◆ **ENTRIES SHOWN**
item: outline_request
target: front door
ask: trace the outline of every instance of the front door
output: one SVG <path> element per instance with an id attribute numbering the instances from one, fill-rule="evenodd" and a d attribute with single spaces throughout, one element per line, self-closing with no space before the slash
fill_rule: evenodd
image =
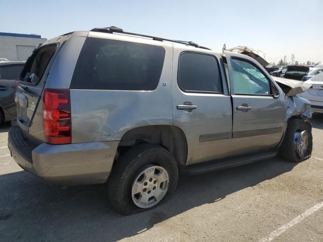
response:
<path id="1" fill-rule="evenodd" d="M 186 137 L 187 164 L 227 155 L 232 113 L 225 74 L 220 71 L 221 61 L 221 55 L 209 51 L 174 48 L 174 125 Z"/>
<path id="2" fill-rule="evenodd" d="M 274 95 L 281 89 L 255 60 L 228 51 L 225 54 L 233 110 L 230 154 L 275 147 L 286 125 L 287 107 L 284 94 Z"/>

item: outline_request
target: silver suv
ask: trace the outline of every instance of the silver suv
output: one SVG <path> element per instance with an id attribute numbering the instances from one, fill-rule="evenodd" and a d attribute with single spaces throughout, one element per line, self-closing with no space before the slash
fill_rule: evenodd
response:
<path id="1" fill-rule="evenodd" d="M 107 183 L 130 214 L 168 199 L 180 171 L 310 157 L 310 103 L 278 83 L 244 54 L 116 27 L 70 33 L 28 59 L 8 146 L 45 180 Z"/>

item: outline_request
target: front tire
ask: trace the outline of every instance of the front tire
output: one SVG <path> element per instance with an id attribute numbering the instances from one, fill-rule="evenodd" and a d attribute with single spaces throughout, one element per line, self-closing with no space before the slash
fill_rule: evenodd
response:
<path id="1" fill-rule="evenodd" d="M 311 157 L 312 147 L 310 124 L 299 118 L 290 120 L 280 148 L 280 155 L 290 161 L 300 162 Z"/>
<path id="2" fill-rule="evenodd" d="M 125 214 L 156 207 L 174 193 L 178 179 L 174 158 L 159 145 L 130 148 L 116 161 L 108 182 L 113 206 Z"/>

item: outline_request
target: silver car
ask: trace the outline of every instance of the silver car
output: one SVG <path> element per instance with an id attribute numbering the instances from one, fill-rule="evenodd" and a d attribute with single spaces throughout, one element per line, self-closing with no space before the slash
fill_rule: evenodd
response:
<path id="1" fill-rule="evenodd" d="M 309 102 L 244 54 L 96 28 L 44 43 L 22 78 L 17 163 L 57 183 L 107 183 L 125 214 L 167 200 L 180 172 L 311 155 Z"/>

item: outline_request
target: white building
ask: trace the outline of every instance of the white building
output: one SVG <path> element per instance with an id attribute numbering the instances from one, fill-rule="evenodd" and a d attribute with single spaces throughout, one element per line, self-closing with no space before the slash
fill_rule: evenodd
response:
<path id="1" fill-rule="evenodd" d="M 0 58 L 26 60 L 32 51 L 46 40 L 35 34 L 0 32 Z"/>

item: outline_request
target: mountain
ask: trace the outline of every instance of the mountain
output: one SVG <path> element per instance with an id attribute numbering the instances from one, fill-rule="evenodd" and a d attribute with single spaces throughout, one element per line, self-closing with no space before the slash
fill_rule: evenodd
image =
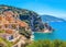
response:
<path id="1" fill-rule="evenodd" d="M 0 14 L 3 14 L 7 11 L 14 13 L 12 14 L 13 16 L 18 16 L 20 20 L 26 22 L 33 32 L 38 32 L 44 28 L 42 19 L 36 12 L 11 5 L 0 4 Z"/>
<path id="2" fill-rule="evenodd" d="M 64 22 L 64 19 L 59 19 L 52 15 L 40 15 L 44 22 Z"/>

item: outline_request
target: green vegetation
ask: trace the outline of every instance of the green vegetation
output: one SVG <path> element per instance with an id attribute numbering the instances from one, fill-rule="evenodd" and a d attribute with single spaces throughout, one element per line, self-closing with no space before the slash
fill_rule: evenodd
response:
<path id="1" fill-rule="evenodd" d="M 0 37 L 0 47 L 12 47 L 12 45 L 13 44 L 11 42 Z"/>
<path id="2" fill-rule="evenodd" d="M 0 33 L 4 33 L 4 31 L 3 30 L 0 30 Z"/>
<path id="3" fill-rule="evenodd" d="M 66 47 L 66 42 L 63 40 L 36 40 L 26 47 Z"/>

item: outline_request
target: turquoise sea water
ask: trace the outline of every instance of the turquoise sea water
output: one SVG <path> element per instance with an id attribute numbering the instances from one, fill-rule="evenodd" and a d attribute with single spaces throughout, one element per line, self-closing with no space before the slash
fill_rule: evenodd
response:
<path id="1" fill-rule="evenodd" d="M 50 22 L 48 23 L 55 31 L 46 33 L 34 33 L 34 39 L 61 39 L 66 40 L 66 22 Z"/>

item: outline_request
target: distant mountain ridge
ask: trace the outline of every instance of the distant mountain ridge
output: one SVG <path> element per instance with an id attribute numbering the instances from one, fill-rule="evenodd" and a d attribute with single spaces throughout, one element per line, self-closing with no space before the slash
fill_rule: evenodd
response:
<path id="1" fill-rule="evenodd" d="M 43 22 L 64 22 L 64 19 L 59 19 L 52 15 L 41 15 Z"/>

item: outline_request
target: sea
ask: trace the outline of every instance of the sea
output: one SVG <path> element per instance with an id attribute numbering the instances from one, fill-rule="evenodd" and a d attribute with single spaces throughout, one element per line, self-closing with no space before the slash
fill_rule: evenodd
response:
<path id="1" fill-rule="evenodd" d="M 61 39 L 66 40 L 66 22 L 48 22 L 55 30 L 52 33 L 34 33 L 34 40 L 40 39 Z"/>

◆ **WHAT YOU SHOULD DO**
Output the lines from the start of the rows through the line containing "ask: trace the outline of every instance of the front door" as a Markdown table with the columns Row and Line, leaving out blank lines.

◆ **EXERCISE OUTPUT**
| Row | Line |
|---|---|
| 1 | item: outline_request |
| 2 | target: front door |
| 3 | ask: trace the outline of every instance of the front door |